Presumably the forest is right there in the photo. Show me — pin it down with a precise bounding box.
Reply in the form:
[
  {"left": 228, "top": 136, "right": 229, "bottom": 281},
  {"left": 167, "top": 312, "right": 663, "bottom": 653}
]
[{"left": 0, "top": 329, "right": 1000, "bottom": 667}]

───

_Task:_ Update the rows above by swapping "forest" for "tree line" wherever it occurs, leaving all other text unchanged.

_Task solution:_
Presumably the tree line is right there in the photo. Show me — pin it down with a precise bounding box.
Reply in the form:
[
  {"left": 228, "top": 136, "right": 229, "bottom": 281},
  {"left": 167, "top": 312, "right": 663, "bottom": 653}
]
[{"left": 0, "top": 329, "right": 1000, "bottom": 667}]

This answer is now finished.